== AIM OF THE TASK ==
Write out all of the material below, character for character, with nothing changed.

== PROVIDED MATERIAL ==
((
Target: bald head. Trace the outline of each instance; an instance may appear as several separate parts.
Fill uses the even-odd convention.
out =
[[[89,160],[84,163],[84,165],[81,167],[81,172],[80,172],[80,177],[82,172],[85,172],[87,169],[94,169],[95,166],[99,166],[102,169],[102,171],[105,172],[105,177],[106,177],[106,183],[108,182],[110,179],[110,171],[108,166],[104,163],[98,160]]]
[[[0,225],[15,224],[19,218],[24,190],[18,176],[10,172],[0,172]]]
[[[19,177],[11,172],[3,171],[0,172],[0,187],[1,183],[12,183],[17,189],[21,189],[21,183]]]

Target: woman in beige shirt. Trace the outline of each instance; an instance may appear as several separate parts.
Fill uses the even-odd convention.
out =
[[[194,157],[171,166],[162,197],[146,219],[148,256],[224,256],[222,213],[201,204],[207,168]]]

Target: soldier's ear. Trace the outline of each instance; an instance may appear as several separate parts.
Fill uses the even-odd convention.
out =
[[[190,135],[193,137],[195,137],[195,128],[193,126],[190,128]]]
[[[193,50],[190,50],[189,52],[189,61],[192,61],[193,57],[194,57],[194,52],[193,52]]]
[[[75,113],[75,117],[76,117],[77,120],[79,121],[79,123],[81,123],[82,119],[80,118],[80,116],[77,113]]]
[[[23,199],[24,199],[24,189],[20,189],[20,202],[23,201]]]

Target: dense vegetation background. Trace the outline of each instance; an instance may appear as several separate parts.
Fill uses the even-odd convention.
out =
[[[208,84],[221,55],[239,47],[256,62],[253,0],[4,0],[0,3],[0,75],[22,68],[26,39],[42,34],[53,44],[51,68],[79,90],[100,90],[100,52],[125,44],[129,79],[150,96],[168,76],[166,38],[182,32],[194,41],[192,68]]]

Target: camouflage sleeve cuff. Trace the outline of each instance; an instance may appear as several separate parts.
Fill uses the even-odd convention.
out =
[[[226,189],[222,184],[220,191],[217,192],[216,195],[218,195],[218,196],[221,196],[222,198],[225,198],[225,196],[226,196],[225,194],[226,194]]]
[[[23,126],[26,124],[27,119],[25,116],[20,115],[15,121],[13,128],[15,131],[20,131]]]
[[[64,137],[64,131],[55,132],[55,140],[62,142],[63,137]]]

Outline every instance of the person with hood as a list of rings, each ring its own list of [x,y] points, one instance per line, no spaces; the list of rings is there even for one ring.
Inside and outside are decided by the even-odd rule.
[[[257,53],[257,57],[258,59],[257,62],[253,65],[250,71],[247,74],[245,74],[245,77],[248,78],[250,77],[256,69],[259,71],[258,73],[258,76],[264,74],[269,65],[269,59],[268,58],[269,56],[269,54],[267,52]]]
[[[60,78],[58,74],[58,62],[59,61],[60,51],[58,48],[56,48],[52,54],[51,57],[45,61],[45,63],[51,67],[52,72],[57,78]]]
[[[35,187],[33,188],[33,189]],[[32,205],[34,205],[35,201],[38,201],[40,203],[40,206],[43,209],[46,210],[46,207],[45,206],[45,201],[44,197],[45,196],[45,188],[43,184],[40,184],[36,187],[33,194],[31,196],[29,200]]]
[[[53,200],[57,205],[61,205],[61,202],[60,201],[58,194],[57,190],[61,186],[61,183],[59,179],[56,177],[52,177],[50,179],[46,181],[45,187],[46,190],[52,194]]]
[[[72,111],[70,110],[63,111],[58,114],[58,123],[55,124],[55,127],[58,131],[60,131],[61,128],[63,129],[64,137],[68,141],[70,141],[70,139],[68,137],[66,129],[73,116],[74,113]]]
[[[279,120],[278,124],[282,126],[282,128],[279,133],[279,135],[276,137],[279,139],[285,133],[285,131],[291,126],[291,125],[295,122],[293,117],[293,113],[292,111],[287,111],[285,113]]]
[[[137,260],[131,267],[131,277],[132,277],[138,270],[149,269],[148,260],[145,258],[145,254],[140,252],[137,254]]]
))
== COMPLETE ANSWER ==
Target: bald head. Trace the outline of each instance; an instance may appear as several separate parts.
Fill uses the even-odd convention.
out =
[[[89,160],[84,163],[84,165],[81,167],[81,172],[80,172],[80,177],[82,172],[85,172],[87,169],[94,169],[95,166],[99,166],[102,169],[102,171],[105,172],[105,177],[106,177],[106,183],[108,182],[110,179],[110,171],[108,166],[104,163],[98,160]]]
[[[0,225],[15,224],[19,218],[24,190],[18,176],[10,172],[0,172]]]
[[[19,177],[11,172],[3,171],[0,172],[0,187],[1,183],[12,183],[17,189],[21,189],[21,183]]]

Target: woman in beige shirt. Trace the outline of each instance; an instance may appear as several separate parts.
Fill uses the even-odd convention.
out =
[[[194,157],[171,166],[162,197],[146,219],[148,256],[224,256],[222,213],[201,204],[207,168]]]

Target: soldier's ear. Trace the outline of each instance; an instance may appear as several separate parts.
Fill uses the even-odd convention.
out =
[[[190,135],[193,137],[195,137],[195,128],[193,126],[190,128]]]
[[[193,50],[190,50],[189,52],[189,61],[192,61],[193,57],[194,57],[194,52],[193,52]]]
[[[75,113],[75,117],[76,117],[77,120],[79,121],[79,123],[81,123],[82,119],[80,118],[80,116],[77,113]]]
[[[23,199],[24,199],[24,189],[20,189],[20,202],[23,201]]]

Target: dense vegetation background. Trace the outline of each instance; an instance may appear as several separate parts.
Fill uses the even-odd convention.
out =
[[[208,84],[221,55],[239,47],[256,62],[253,0],[4,0],[0,3],[0,75],[22,68],[26,39],[42,34],[53,44],[51,68],[79,90],[100,90],[100,52],[125,44],[129,79],[150,96],[168,76],[166,38],[182,32],[194,41],[192,68]]]

Target: camouflage sleeve cuff. Trace the outline of each instance; an instance may appear as several separate parts.
Fill uses the even-odd convention.
out =
[[[226,189],[222,184],[220,191],[217,192],[216,195],[218,195],[218,196],[221,196],[222,198],[225,198],[225,196],[226,196],[225,194],[226,194]]]
[[[23,126],[26,124],[27,119],[25,116],[20,115],[15,121],[13,128],[15,131],[20,131]]]
[[[64,137],[64,131],[55,132],[55,140],[62,142],[63,137]]]

Outline every instance of the person with hood as a list of rings, each ring its own list of [x,y] points, one instance per line, no spaces; the list of rings is there even for one ring.
Inside and outside are decided by the even-odd rule.
[[[257,53],[257,57],[258,59],[257,62],[253,65],[250,71],[247,74],[245,74],[245,77],[248,78],[250,77],[256,69],[259,71],[258,73],[258,76],[264,74],[269,65],[269,59],[268,58],[269,56],[269,54],[267,52]]]
[[[60,78],[58,74],[58,62],[59,61],[60,51],[58,48],[56,48],[52,54],[51,57],[45,61],[45,63],[51,67],[52,72],[57,78]]]
[[[35,187],[33,188],[33,189]],[[32,205],[34,205],[35,201],[38,201],[40,203],[40,206],[43,209],[46,210],[46,207],[45,206],[45,201],[44,197],[45,196],[45,188],[43,184],[40,184],[36,187],[33,194],[31,196],[29,200]]]
[[[53,200],[57,205],[61,205],[61,202],[60,201],[58,194],[57,190],[61,186],[61,183],[59,179],[56,177],[52,177],[50,179],[46,181],[45,187],[46,190],[52,194]]]
[[[72,111],[70,110],[63,111],[58,114],[58,123],[55,124],[55,127],[58,131],[60,131],[61,128],[63,129],[64,137],[68,141],[70,141],[70,139],[68,137],[66,129],[73,116],[74,113]]]
[[[279,120],[278,124],[282,126],[282,128],[279,133],[279,135],[276,137],[279,139],[285,133],[285,131],[291,126],[291,125],[295,122],[293,117],[293,113],[292,111],[287,111],[285,113]]]
[[[137,260],[131,267],[131,277],[132,277],[138,270],[149,269],[148,260],[145,258],[145,254],[140,252],[137,254]]]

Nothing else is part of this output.